**Provided records:**
= = =

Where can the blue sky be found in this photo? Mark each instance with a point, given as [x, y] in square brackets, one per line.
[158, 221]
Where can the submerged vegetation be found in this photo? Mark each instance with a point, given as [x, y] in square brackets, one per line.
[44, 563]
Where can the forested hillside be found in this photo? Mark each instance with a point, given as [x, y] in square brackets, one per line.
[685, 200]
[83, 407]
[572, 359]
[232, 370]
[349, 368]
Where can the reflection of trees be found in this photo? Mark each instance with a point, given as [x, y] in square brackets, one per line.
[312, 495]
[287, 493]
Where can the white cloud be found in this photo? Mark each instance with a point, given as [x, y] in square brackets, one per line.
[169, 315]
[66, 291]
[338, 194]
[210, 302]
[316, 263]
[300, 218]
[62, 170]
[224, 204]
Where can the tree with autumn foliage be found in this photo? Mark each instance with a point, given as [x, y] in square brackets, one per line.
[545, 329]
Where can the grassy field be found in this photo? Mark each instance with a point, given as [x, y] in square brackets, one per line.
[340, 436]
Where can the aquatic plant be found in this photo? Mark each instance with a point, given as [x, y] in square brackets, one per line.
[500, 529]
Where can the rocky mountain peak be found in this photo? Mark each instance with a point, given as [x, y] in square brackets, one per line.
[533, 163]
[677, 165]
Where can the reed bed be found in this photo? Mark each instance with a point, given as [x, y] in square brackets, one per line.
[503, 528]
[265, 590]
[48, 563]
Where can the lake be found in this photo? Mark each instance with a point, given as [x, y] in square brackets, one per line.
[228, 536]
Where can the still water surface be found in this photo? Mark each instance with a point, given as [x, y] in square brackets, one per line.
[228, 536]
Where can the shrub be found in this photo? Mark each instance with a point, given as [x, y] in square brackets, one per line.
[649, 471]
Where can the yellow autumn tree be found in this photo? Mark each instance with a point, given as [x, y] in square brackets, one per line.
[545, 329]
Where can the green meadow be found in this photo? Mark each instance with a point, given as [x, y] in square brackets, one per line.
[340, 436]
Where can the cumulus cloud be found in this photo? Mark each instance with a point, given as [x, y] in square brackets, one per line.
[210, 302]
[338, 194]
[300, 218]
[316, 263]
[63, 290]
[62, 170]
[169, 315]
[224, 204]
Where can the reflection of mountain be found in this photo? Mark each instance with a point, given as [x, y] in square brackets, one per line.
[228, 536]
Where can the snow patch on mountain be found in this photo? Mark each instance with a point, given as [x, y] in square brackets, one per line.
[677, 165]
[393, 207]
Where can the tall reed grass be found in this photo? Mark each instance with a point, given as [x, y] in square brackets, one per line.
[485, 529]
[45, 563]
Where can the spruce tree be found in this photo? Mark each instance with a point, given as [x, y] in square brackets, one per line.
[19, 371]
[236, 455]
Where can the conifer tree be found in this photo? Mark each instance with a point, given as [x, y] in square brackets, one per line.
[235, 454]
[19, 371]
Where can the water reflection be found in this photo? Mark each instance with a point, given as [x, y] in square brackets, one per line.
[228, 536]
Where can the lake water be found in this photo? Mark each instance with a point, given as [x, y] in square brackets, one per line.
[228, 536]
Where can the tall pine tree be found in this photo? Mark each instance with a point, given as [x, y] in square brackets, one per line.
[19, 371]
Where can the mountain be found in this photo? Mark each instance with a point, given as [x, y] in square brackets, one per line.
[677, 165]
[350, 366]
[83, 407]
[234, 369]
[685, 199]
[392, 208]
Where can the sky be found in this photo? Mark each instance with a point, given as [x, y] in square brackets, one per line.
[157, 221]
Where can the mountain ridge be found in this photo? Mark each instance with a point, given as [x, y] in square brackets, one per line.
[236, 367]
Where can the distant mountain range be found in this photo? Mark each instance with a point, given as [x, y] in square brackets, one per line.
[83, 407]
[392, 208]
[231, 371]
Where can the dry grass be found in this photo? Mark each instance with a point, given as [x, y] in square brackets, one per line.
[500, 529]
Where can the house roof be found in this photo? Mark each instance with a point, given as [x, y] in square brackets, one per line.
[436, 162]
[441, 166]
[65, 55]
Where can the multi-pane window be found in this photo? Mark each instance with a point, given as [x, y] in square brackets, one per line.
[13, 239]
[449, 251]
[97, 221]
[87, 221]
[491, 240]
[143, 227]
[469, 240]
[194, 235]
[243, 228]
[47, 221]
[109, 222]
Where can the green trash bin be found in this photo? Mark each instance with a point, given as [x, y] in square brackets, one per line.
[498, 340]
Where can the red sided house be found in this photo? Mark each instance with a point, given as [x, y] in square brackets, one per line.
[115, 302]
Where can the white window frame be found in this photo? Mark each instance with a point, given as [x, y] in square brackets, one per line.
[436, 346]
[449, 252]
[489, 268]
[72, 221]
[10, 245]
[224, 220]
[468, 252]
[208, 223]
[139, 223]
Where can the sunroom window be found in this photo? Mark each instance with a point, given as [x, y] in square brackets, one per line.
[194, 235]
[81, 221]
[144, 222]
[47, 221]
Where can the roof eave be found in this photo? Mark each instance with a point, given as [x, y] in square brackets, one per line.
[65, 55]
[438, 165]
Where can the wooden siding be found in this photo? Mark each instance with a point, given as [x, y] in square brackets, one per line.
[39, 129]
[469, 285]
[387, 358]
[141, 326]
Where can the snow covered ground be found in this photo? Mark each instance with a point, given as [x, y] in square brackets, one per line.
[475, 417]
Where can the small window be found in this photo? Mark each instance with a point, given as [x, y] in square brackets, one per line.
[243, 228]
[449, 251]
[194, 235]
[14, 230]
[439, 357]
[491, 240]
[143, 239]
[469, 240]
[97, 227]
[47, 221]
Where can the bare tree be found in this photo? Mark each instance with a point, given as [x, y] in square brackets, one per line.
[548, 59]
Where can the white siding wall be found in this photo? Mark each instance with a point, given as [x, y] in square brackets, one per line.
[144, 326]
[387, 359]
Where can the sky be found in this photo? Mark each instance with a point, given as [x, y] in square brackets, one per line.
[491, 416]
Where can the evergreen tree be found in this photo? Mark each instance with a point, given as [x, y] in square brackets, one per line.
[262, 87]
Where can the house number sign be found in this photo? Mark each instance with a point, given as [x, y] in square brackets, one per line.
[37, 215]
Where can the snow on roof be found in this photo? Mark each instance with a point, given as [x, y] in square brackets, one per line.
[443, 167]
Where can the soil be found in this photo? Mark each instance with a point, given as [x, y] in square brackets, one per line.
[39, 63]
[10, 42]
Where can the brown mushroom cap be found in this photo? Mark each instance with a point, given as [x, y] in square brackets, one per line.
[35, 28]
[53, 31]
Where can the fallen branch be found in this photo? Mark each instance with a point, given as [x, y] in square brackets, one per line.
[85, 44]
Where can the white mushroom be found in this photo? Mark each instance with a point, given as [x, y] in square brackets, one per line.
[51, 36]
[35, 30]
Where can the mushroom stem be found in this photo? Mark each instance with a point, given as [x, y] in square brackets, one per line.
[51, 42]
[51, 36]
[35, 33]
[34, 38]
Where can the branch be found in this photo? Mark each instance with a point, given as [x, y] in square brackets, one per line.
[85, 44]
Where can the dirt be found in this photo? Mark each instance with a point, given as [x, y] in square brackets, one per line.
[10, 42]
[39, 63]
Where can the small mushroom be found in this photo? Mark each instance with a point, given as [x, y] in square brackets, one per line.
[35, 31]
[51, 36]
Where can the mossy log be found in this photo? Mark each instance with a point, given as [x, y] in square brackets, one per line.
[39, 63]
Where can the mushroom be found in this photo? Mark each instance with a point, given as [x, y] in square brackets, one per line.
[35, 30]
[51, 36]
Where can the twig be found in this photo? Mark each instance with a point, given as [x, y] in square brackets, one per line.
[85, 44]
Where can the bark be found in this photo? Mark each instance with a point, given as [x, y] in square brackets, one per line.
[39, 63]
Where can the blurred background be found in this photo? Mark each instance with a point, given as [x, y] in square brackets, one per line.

= = =

**Directions:**
Copy the entries word for word, from the line containing "Where can the mushroom be" through the end of the entries, both ends included.

**Result below:**
Where can the mushroom be found in this photo? Mark each instance with a point, given as [x, y] in square brackets, one per line.
[35, 30]
[51, 36]
Where can the twig be found in this photo? Mark each instance with a point, given as [x, y] in square brackets, one per line.
[85, 44]
Where can the bark be found in this photo? Mark each instance with a point, given as [x, y] in square brackets, one per line.
[39, 63]
Where can the blurred background be found in this photo? Mark each instance with a point, given as [x, y] in square brackets, one per line.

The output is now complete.